# [Prompt]
From the first line to the last, retype the records exactly without their images.

# [Material for this exercise]
[Start of section]

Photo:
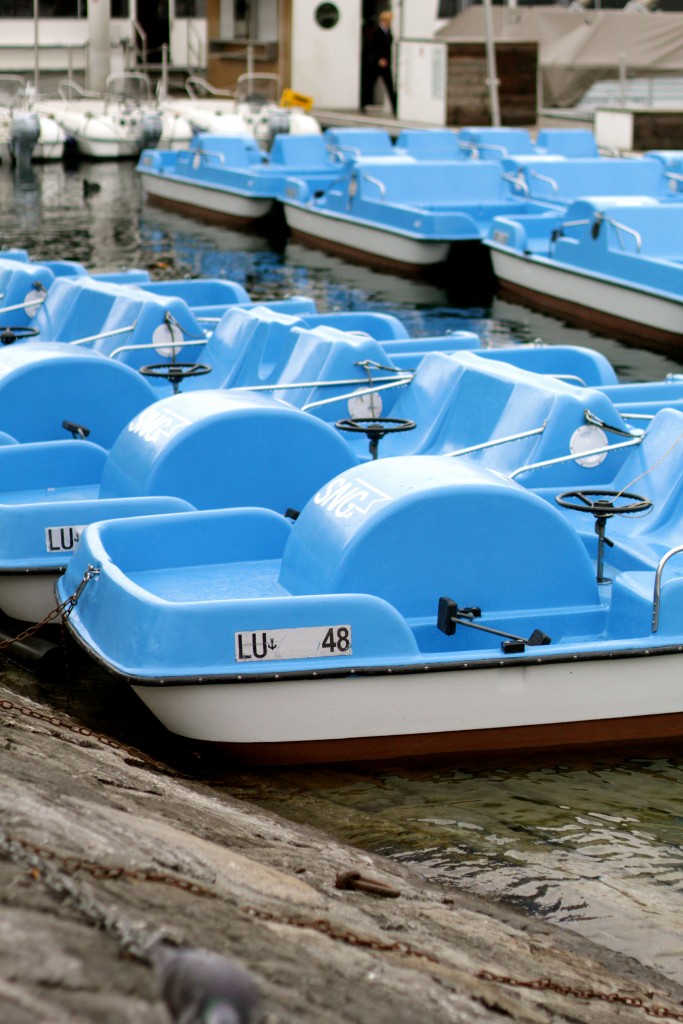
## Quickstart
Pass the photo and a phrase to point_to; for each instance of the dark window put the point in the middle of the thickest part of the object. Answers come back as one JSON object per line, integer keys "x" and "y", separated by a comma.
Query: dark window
{"x": 327, "y": 15}
{"x": 46, "y": 8}
{"x": 190, "y": 8}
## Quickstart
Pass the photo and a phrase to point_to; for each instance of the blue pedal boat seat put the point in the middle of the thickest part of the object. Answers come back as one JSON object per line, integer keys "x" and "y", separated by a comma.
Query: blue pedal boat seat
{"x": 45, "y": 385}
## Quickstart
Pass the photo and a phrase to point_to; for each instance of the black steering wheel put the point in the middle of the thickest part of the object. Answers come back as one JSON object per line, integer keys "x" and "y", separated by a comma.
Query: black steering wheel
{"x": 8, "y": 335}
{"x": 600, "y": 503}
{"x": 175, "y": 372}
{"x": 375, "y": 427}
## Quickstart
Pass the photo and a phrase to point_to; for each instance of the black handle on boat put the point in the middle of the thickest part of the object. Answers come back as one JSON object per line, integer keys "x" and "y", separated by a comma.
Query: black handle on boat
{"x": 375, "y": 427}
{"x": 175, "y": 372}
{"x": 449, "y": 615}
{"x": 76, "y": 429}
{"x": 602, "y": 504}
{"x": 8, "y": 335}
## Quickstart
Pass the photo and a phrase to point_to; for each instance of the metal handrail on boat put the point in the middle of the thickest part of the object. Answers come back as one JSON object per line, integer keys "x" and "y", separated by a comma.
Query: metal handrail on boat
{"x": 517, "y": 180}
{"x": 212, "y": 153}
{"x": 623, "y": 227}
{"x": 155, "y": 346}
{"x": 575, "y": 456}
{"x": 544, "y": 177}
{"x": 376, "y": 181}
{"x": 356, "y": 393}
{"x": 29, "y": 304}
{"x": 656, "y": 596}
{"x": 104, "y": 334}
{"x": 496, "y": 441}
{"x": 673, "y": 177}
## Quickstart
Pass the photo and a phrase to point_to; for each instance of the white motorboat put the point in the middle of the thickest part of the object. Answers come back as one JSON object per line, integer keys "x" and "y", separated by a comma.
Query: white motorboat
{"x": 115, "y": 126}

[End of section]

# [Solution for this problem]
Photo:
## Quickstart
Pass the photo and a phrase to point_to; for each instance of the dark window put the point in the middle of the thickest part of the object. Answers come back as one JSON object per line, integer keys "x" and "y", separated by a comma.
Query: dark window
{"x": 327, "y": 15}
{"x": 46, "y": 8}
{"x": 190, "y": 8}
## Quickstart
Pass the photo and a phrase to point_to; for each instance of the blue pedal boat seat put the point in the middle of the thickest part of the object. Answers come back as one JSON object per line, integer keys "x" and "y", separated by a comma.
Query: blue pedal boat seat
{"x": 45, "y": 385}
## Quickstart
Pass the photo and a phrase to point_to; for each instance of the black steering wheel put the point in the middle of the thickest part of the object. Answers come back as one JSON object per line, integer keys "x" and "y", separated by a comma.
Query: black steering wheel
{"x": 8, "y": 335}
{"x": 600, "y": 503}
{"x": 175, "y": 372}
{"x": 375, "y": 427}
## Quickstart
Pass the photo and a phrase to point_to; for each instance of the black handle on boat put the point in the middle of the thickest part of the object. Answers come back as one JSON object per line, integer keys "x" and "y", separated by a comma.
Query: black handle on boat
{"x": 375, "y": 427}
{"x": 175, "y": 372}
{"x": 449, "y": 615}
{"x": 76, "y": 429}
{"x": 602, "y": 504}
{"x": 8, "y": 335}
## Quickstart
Pass the photo and a phrase to point_to; for each instance of the metal handrail on boat put the point in the middle of the thickest part of the object. Answers come back as one JSON object per line, integer keys "x" and "y", separated by a comma.
Query: metal handrail on boat
{"x": 517, "y": 180}
{"x": 212, "y": 153}
{"x": 623, "y": 227}
{"x": 155, "y": 346}
{"x": 575, "y": 456}
{"x": 544, "y": 177}
{"x": 376, "y": 181}
{"x": 356, "y": 393}
{"x": 29, "y": 304}
{"x": 656, "y": 596}
{"x": 104, "y": 334}
{"x": 496, "y": 441}
{"x": 673, "y": 177}
## Quickstart
Pass the photo and a phrase to point_to; for each instance of the white motorboat put the point in the middle of the thickest part of the object. Answers come back as one JSON object per line, integer keys "x" and "y", separated by a comma.
Query: white motorboat
{"x": 115, "y": 126}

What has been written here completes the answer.